Reproduce word for word the part of the text on chunking documents and indexing them with FAISS that opens with "for source in" and closes with "question or search.".

*** Opening PAGE EXTRACT ***

To accomplish this, we can use the CharacterTextSplitter technique, which separates the text into segments and stores them in a list.

In [9]:
#  Let's import CharacterTextSplitter and break down our documents into small chunks. 

from langchain.text_splitter import CharacterTextSplitter

In [12]:
source_chunks = []
splitter = CharacterTextSplitter(separator=" ", chunk_size=1024, chunk_overlap=0)
for source in sources:
    for chunk in splitter.split_text(source.page_content):
        source_chunks.append(Document(page_content=chunk, metadata=source.metadata))

- Now, we need to Import the FAISS library, which is a similarity search tool developed by Facebook AI. Its primary function is to allow for rapid searching of embeddings in multimedia documents that are similar to one another. In other words, it will search for text in transcriptions that closely match the text in our question or search.

- To use FAISS, the input data must be in the form of embeddings, or vectors. Therefore, before feeding data to FAISS, the text must first be converted into embeddings.

- Once the text has been converted into embeddings, FAISS can compare and search for similar embeddings to those found in the question.

- To create embeddings, we will use a tool by OpenAI called OpenAIEmbeddings

In [10]:
from langchain.vectorstores.faiss import FAISS
from langchain.embeddings.openai import OpenAIEmbeddings

In [None]:
# Let's transform our text documents into vector form using FAISS

In [13]:
search_index = FAISS.from_documents(source_chunks, OpenAIEmbeddings())

*** Closing PAGE EXTRACT ***
*** Opening DATA SECTION ***

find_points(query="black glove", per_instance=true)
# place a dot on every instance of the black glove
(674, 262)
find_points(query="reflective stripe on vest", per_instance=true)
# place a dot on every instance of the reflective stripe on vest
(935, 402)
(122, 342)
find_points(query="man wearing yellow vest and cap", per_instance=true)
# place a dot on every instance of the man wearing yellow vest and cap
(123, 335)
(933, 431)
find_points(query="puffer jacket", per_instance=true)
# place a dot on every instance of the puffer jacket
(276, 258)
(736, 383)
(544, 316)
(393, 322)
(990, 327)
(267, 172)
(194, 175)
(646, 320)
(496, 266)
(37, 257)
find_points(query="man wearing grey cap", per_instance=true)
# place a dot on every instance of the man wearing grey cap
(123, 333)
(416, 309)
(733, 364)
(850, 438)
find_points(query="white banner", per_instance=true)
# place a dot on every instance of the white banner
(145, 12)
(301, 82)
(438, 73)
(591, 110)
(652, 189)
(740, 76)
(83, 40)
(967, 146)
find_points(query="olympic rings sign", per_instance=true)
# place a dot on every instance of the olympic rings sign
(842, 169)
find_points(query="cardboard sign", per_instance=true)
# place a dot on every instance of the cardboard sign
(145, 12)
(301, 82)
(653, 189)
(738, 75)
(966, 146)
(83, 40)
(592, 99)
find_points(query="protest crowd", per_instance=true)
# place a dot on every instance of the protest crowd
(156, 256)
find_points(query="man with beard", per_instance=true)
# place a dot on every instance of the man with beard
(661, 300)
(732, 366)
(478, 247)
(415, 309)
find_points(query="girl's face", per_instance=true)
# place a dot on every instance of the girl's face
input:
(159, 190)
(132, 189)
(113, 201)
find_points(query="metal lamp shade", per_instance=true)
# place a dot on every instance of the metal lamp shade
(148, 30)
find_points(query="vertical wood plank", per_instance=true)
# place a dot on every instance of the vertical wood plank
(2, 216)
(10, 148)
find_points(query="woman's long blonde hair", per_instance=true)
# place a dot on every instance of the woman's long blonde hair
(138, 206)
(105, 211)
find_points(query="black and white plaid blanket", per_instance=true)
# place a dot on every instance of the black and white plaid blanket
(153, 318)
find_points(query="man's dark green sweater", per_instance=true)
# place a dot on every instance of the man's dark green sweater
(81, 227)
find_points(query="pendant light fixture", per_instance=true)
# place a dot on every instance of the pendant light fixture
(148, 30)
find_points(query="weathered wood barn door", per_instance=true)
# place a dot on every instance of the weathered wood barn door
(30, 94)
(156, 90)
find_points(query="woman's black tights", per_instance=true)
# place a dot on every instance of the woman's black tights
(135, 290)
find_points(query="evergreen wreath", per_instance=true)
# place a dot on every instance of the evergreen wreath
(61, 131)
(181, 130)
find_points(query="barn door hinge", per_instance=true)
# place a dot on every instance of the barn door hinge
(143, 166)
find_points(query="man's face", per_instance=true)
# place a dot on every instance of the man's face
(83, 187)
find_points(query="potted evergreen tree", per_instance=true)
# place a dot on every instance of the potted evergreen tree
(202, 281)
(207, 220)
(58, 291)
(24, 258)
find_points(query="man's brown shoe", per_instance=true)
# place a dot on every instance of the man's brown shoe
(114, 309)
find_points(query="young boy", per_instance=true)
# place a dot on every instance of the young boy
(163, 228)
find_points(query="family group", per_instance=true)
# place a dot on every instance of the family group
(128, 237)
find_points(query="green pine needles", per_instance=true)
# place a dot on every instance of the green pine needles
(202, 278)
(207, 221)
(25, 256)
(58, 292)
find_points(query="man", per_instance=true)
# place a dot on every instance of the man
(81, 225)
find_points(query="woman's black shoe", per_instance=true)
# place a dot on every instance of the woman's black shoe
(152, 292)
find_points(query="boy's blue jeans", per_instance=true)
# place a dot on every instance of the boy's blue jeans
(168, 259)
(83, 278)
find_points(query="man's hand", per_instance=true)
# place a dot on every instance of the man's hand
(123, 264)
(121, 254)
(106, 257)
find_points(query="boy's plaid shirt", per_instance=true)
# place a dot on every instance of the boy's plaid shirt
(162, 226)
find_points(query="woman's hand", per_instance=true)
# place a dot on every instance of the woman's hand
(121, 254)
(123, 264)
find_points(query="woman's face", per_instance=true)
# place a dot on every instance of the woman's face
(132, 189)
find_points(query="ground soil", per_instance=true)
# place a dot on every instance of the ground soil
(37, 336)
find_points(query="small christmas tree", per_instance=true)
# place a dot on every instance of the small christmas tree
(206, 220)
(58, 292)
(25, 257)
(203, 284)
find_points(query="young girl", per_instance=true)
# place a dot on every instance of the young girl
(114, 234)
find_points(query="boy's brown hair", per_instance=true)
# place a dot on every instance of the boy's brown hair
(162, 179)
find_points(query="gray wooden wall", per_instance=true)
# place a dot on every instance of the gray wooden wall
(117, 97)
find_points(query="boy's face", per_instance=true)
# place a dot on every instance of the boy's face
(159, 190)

*** Closing DATA SECTION ***

- **ANSWER FOR THE TASK**:
for source in sources:
    for chunk in splitter.split_text(source.page_content):
        source_chunks.append(Document(page_content=chunk, metadata=source.metadata))

- Now, we need to Import the FAISS library, which is a similarity search tool developed by Facebook AI. Its primary function is to allow for rapid searching of embeddings in multimedia documents that are similar to one another. In other words, it will search for text in transcriptions that closely match the text in our question or search.